Your assignment: Reproduce the entries in full, with no changes.

Entries provided:
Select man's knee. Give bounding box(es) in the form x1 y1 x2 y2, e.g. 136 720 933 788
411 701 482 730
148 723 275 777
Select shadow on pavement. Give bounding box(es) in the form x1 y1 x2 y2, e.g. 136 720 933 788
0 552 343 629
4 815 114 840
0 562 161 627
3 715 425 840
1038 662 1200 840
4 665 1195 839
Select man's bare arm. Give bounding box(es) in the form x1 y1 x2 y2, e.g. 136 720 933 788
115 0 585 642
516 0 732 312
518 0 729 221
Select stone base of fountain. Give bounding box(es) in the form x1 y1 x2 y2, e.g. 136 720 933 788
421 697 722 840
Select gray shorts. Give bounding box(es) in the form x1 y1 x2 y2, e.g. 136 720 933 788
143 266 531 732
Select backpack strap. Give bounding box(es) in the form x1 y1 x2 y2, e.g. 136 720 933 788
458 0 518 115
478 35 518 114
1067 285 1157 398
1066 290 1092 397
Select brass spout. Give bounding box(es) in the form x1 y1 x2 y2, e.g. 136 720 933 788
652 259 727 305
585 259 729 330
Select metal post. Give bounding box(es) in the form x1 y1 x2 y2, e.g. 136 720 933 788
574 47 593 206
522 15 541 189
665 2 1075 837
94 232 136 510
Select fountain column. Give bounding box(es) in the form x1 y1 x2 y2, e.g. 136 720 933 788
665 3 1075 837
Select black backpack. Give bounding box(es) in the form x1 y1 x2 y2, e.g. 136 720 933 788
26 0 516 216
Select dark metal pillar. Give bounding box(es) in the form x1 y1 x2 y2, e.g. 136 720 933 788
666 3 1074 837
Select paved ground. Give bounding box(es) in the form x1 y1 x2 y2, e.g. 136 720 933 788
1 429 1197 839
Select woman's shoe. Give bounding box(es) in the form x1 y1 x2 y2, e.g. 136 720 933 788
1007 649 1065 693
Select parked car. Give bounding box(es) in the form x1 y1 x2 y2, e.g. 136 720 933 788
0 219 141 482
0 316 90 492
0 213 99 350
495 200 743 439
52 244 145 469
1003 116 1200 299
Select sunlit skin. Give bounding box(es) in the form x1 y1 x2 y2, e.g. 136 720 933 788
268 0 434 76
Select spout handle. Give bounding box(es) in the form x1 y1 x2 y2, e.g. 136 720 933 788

Response:
Select man's knee. Give bounding box(es) in the form x1 y1 x2 y2, e.g. 136 720 933 788
411 701 482 730
148 723 275 777
Select shadow on pavement. Give bounding box(es) in the form x1 y1 x2 y2, e.g. 136 720 933 788
0 552 343 629
4 815 114 840
0 562 161 627
3 715 425 840
1038 662 1200 840
4 665 1195 839
Select man's bare arm. Give bounding box(es) in the form x1 y1 x2 y2, e.g. 136 720 933 788
115 0 585 642
516 0 732 312
518 0 729 221
Select stone base of fountain. Give bounding box(es) in the form x1 y1 x2 y2, e.g. 136 720 933 788
421 697 722 840
Select gray shorts. Give bounding box(es) in the form x1 y1 x2 y2, e.g. 136 720 933 788
143 266 531 732
Select backpack strap. Give bounding box(es) in the form x1 y1 x2 y2, e.g. 136 720 933 788
458 0 518 115
478 35 518 114
1067 285 1157 398
1066 290 1092 397
Select brass spout. Give bounding box(es) in the form x1 y1 x2 y2, e.g. 136 720 933 788
652 259 727 305
585 259 729 330
Select metal post. Give bounding box(es) in the form x1 y1 x2 y2, e.g. 136 720 933 788
574 47 593 206
522 15 541 189
665 2 1075 837
94 232 136 510
Select fountain column. Give bounding box(es) in the form x1 y1 x2 y2, e.g. 136 720 933 788
665 3 1075 837
Select black backpack. Give bounding box(es) in the form x1 y1 x2 y2, e.g. 136 720 933 788
26 0 516 216
Select dark metal pillar. Give bounding box(es) in the form x1 y1 x2 y2, e.g. 136 720 933 788
666 3 1074 837
Select paved ground. Give bounding box(es) in the form x1 y1 x2 y2, e.g. 136 720 933 788
1 429 1197 839
Select woman's shoe. Give bounding box(es) in the form x1 y1 x2 y2, e.g. 136 720 933 788
1007 649 1065 693
Select parked car. Give bounding box(es) in the form x1 y1 x2 y2, e.g. 136 720 933 788
0 219 141 482
0 316 90 492
0 213 99 350
495 200 743 439
52 244 145 469
1003 116 1200 299
Select sunlit skin. Give bounding box(es) in the form x1 y1 x2 y2, e.g. 136 720 933 788
268 0 434 76
Select spout handle. Give bounding box(es) in the form x1 y1 x2 y2, e.g. 136 720 933 788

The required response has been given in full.